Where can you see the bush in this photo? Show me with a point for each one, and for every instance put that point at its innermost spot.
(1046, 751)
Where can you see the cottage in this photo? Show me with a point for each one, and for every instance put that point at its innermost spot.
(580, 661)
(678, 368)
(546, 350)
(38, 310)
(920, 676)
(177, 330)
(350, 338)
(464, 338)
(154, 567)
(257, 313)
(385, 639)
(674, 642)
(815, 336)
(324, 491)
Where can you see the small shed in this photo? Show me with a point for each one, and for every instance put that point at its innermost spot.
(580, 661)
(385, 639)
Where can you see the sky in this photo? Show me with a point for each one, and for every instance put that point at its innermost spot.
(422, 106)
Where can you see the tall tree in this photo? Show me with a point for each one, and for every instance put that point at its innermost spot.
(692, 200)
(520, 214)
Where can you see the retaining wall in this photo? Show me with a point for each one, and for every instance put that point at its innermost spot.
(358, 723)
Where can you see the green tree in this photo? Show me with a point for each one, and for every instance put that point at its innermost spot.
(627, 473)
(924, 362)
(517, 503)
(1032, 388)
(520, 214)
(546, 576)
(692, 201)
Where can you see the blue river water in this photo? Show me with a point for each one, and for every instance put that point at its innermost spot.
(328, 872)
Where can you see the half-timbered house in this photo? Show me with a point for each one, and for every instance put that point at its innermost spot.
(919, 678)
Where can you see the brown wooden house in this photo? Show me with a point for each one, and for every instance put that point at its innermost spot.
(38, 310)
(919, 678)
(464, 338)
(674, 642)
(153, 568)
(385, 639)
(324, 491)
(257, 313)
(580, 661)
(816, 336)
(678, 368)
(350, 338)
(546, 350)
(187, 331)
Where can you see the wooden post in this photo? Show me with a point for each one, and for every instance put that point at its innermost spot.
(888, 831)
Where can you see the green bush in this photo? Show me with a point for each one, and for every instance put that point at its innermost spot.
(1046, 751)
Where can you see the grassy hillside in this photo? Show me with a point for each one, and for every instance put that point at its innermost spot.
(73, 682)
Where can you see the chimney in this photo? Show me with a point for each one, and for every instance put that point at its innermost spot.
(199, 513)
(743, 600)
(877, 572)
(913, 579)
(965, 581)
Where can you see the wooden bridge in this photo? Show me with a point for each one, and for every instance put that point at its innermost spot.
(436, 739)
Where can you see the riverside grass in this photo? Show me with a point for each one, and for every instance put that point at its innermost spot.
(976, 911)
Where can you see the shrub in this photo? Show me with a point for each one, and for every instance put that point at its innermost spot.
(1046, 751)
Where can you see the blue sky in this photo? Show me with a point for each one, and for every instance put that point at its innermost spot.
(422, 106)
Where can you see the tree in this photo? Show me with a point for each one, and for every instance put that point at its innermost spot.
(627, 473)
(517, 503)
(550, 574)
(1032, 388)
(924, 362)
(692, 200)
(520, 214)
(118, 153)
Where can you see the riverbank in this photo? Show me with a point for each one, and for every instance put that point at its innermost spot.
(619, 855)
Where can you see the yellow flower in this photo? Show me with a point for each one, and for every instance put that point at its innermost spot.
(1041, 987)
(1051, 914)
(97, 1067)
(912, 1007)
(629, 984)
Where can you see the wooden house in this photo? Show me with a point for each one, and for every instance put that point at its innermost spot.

· · · ·

■ **WRITTEN INSTRUCTION**: Write out all of the material above word for word, leaving nothing out.

■ **TASK RESPONSE**:
Where can you see the bush in this photo? Show me with a point for each one, and for every instance put that point at its innermost spot.
(1046, 751)
Where can you see the cottage in this photo? Show me with a point for each one, and for every instance put that point at its innermost spot.
(580, 661)
(678, 368)
(546, 350)
(38, 310)
(920, 676)
(177, 330)
(350, 338)
(464, 338)
(154, 567)
(257, 313)
(385, 639)
(674, 642)
(815, 336)
(324, 491)
Where can you see the small shed in this photo? Show me with a point for each one, and for every instance put that point at its innermost spot.
(580, 661)
(385, 639)
Where can you see the sky in this photo? Show me with a point for each one, and for every instance put that point at its innermost spot.
(422, 106)
Where can you see the tall tree in this photo? Show me with a point for each one, and for every instance put that point at its innermost spot.
(692, 200)
(520, 214)
Where can you see the retaining wall in this photo? Show me with a point for each one, and for every instance put that point at its innermost spot.
(358, 723)
Where can you see the green tree in this photo? Show me with a point for each one, and for every instance put that point at its innermost spot.
(627, 473)
(924, 362)
(517, 503)
(1032, 388)
(520, 214)
(546, 576)
(692, 201)
Where can you see the blue river water in this photo? Show me with a point for each one, and for every instance put that point at its innermost spot.
(328, 872)
Where can you see the half-timbered house in this photo? Show me with a point for each one, and for every instance put that point at its innermost spot.
(919, 678)
Where can you see the brown wooden house in this photo? Show me with a point for each one, and for every instance put that point at its innermost spot.
(38, 310)
(919, 678)
(464, 338)
(674, 642)
(153, 568)
(385, 639)
(324, 491)
(257, 313)
(580, 661)
(816, 336)
(678, 368)
(350, 338)
(546, 350)
(187, 331)
Where can you see the wooden post in this photo? Show me with a point for each one, and for every instance put that point at its innermost spot.
(888, 831)
Where can you see the green bush in this photo? Show me with a point for each one, and for every instance put that point at its innermost spot.
(1046, 751)
Where can you see the grassy hillside in this photo? Show me with a point for each one, and for every instance put that point at its innermost spot.
(73, 682)
Where can you see the chimney in this photo? Show me with a point for each one, and for every instance put that point at its innermost spot.
(199, 513)
(743, 600)
(877, 572)
(913, 579)
(965, 581)
Where can you see the wooden bridge in this photo? Show me with a point for each one, and for every instance put that point at its innermost spot.
(436, 739)
Where can you see the riverside grass in this photo? Show me with a point for each one, and for every instance put that point at its innermost spot.
(976, 911)
Where can you see the shrub in this photo? Show me with a point for each one, and for every instance put that point at its innermost spot.
(1046, 751)
Where can you see the blue sky in this photo? Show me with a point for each one, and for every instance put that point at its innermost spot.
(422, 106)
Where can you see the tree in this photo? Show me with a point for each one, and for every instance put that point at its innermost spot.
(627, 473)
(517, 503)
(550, 574)
(1032, 388)
(924, 362)
(692, 200)
(520, 214)
(118, 153)
Where can you see the riverbank in this photo? Show me with a point for each one, and for every instance put that point at its innermost spot.
(619, 855)
Where can you see the yellow flower in this photo? Show me with a point for each one, and for every instance put that point at its innermost spot.
(1041, 987)
(1051, 914)
(97, 1067)
(912, 1007)
(629, 984)
Where can you see the wooden house in this photo? Show me with a point for each one, and for every instance put that point at its innermost spot.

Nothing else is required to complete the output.